● INPUT DATA:
━━━━━━━━

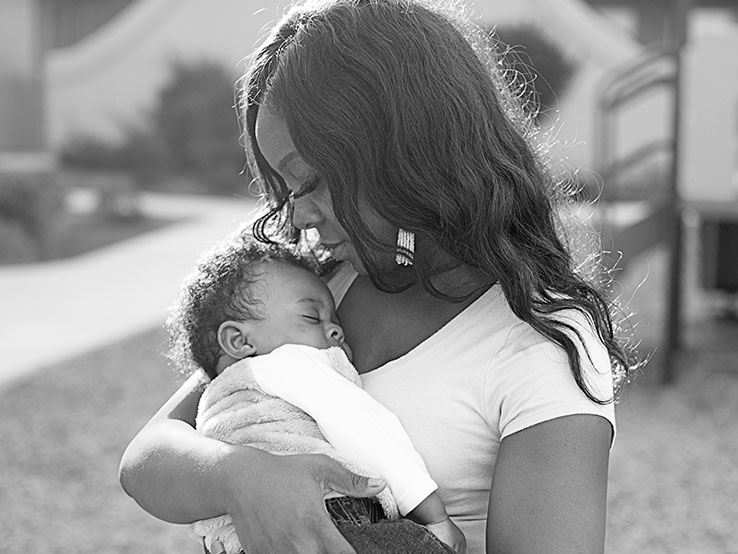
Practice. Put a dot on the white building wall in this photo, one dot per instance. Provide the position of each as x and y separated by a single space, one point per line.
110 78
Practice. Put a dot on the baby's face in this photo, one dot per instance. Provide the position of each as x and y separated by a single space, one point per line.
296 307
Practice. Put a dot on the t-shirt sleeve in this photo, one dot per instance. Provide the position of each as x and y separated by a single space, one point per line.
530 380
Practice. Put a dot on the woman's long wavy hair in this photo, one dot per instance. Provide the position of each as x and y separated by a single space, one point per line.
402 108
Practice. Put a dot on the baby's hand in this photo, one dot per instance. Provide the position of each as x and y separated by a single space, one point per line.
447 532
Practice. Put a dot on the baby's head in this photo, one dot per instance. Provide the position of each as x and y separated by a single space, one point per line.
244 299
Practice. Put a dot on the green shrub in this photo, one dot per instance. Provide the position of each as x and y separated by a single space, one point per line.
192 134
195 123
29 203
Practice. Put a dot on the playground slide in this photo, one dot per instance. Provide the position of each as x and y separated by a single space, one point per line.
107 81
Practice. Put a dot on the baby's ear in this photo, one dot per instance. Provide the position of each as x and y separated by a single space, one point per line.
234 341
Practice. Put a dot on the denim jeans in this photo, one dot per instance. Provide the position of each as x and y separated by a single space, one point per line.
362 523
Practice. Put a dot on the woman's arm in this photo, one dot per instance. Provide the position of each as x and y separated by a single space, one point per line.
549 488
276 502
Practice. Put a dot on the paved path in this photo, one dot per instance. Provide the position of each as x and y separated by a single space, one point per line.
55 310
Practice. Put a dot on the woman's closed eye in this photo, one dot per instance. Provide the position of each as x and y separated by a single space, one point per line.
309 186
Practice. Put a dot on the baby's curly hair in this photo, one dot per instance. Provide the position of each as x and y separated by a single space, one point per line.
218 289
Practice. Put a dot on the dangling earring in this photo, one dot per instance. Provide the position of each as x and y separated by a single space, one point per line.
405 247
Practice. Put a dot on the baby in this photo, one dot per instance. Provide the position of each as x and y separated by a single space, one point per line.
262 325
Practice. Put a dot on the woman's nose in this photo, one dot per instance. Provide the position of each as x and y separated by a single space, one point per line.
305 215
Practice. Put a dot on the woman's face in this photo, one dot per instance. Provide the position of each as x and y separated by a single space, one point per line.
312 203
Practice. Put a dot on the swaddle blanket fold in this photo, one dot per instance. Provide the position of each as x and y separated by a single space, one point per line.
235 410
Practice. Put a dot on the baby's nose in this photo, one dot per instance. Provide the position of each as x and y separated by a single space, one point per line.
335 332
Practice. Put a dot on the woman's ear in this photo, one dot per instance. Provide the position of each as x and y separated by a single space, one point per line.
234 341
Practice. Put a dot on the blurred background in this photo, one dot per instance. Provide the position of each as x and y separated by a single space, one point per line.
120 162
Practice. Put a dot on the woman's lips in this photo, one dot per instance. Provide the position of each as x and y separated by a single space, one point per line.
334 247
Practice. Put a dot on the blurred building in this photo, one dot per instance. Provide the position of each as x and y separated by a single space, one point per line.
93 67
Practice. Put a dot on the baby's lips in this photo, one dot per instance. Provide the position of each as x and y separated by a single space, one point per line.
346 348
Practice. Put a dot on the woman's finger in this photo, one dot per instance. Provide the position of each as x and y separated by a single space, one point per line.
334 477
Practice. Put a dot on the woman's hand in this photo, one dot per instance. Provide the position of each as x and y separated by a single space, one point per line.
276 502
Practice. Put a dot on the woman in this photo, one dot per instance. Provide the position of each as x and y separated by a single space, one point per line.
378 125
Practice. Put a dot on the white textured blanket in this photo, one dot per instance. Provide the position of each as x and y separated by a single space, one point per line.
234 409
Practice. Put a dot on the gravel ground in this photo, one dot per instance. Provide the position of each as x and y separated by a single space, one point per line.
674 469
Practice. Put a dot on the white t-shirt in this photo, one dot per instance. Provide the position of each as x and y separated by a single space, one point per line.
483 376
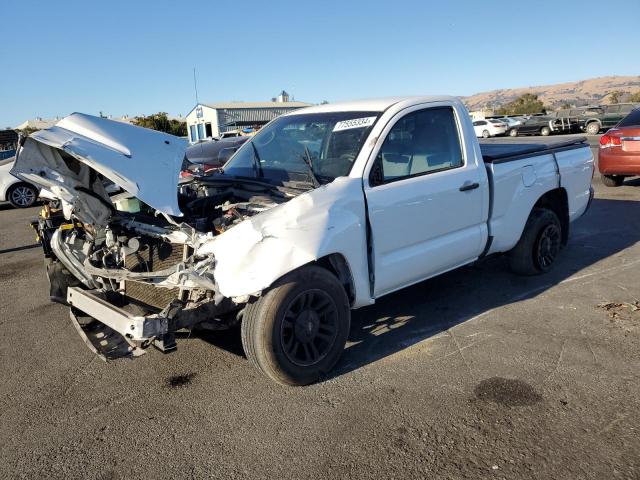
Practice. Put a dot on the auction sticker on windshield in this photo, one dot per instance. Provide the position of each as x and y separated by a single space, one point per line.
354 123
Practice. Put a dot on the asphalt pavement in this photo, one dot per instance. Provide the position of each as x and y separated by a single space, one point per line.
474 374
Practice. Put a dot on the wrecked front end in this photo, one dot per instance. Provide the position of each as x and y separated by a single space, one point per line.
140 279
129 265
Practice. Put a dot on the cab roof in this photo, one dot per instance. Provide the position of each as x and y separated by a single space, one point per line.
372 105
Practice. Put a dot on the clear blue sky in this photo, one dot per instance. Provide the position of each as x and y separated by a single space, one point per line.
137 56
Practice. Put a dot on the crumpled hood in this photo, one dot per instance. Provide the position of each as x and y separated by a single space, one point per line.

━━━━━━━━

● TASK STATEMENT: Copy the records exactly, minus any pictures.

● ANSWER TO THE PROBLEM:
Practice. Put a dot on the white building wall in this photo, one dot per instance. Provide the position of each as x and y separated by a single space, one point per line.
110 78
Practice. Put a dot on the baby's face in this photo, one dot per instance. Provide the position of each as x and y separated by a single space, one point per line.
296 307
Practice. Put a dot on the t-shirt sleeve in this photo, one dot per instance. Provide the position of each as x and y separated by a single space, one point per line.
530 380
Practice. Put a dot on the woman's long wavy hair in this photo, one dot per instance. Provide the position of each as x and y separated by a single space, one point per line.
402 108
Practice. Put a dot on the baby's hand in this photo, one dot per instance. Provide the position of each as x and y separated by a single space, one point per line.
447 532
Practice. Put a dot on the baby's head in this photo, one dot per instance. Provide the position of each as x and y separated by a single space, one point per line.
244 299
Practice. Put a dot on the green shrub in this photo, one dot per instance. Provide the position of each as x and y separated by a single space, one point per line.
192 134
195 123
29 203
Practice. Put a dot on the playground slide in this photo, one dot per instance. Provide the position of each as x and y separated by a single space, one point per line.
107 81
Practice. Put a dot on the baby's ear in this photo, one dot per instance. Provide the position of each as x and y separated by a single space, one point per line.
234 341
Practice. Put a dot on the denim jeans in this photo, one dot per instance. Provide the position of each as x and y separated by a single space, one point per line.
362 523
Practice. Put a dot on the woman's arm in this photo, one dot per instance. Provide the position of each as x and y separated by a single space, one point per line.
549 488
276 502
Practice. Put a dot on the paved path in this photo, one dot per instance. Provide the position of each as x and y separated by a single space, one point per line.
55 310
Practice. Put a dot on the woman's closed eye in this photo, one dot per instance. Provide the position of each as x and y separated by a single space, one point per line.
309 186
Practice. Put a dot on the baby's curly hair in this photo, one dot per instance. Provide the position of each as x and y separated by a single space, one point per line.
218 289
Practice. Put a dot on the dangling earring in this photo, one dot per instance. Provide the position of each as x and y separated by a single space, one point per line.
405 247
Practice. Put a dot on the baby in this photo, one dot per instance. Provide the position of each as x and y separated by a single space, one point per line.
262 325
Practice. Put a dot on the woman's nose in this photo, one dot per instance. Provide the position of each as x and y separated by a single space, one point per line.
305 215
Practice. Put a dot on the woman's face in this photo, one dot per instance. Provide the position of each as x and y separated by a single space, one point per line.
312 203
Practice. Put a dot on the swaddle blanket fold in this photo, one dot per instance. Provide the position of each as x and y separated by a single space, one point per line.
235 410
Practice. Put a dot on the baby's nose in this photo, one dot per instance. Provide the position of each as x and y separated by a single space, one point per line.
335 332
Practice. Put a dot on the woman's ear in this photo, one dot per instance. Provide the position of each as x and y separated by a single space, one point per line.
234 341
Practice. Put a dot on the blurred background in this photo, one dot per instance. Provide the position of each as x and y separated by a single space, one point per line.
120 162
Practice. Put a dot on the woman's lips in this photo, one dot per instance. Provide the position of each as x and y separated by a single space, one point per line.
334 247
Practice. Put a dot on the blurred building in this photo, one dot per instance. Provide the position of each as x and y separated by a single space, one point per line.
93 67
Practice. Put a dot on the baby's lips in this photo, one dot per instance. Provide the position of each as x and y separated by a single space, one point per line.
346 348
Practice. Put a dot on the woman's finger in this photo, one dot per instance. Provide the position of each as x and y separated by a single space, one point per line.
334 477
Practice. Put a dot on the woman's hand in this photo, one dot per instance. Provide the position of each as x and y separated by a single space, one point per line.
276 502
Practice. Put a dot on the woman in this photo, one dot per instance. Provide the position of each as x and y separated by a single space, one point per line.
378 125
Practice. Put a dot on the white textured blanket in this photo, one dot per instance. Provide the position of each as x and y separated by a single space, one point per line.
234 409
Practice. Put a dot on the gravel ground in this photo, one dot per instance. Provide the position of each as x and y separated by a single space, one point per line.
674 469
Practice. Put a dot on the white t-shirt in this photo, one dot per instance. Provide the position of each as x and y separated by a single space, one point per line.
483 376
Practice. Put a dot on the auction sticker on windshield in this photo, one dot per instance. Provide the position of each as x and y separated by a single space, one point per line.
354 123
Practice. Put a dot on the asphalt pavement in this photo, one dot per instance. Provide the position of each as x and y separated by a single space, one point per line.
474 374
Practice. Put a dot on the wrecked front end in this photo, one dot per instance. Provide the position of each as x and y separated by a single space, one point per line.
140 279
129 265
Practice. Put a dot on the cab roof in this photo, one dot per instance. Provide the position of each as x and y separated by a single space, one point per line.
372 105
Practice. Put a dot on the clear blue sky in this photo, one dot per instance. Provide the position of each as x and y separated by a single space, one point per line.
137 56
Practice. Put a dot on the crumpled hood in this photo, one dot per instance. Provide the position of each as x and y separated by a single space, one point per line.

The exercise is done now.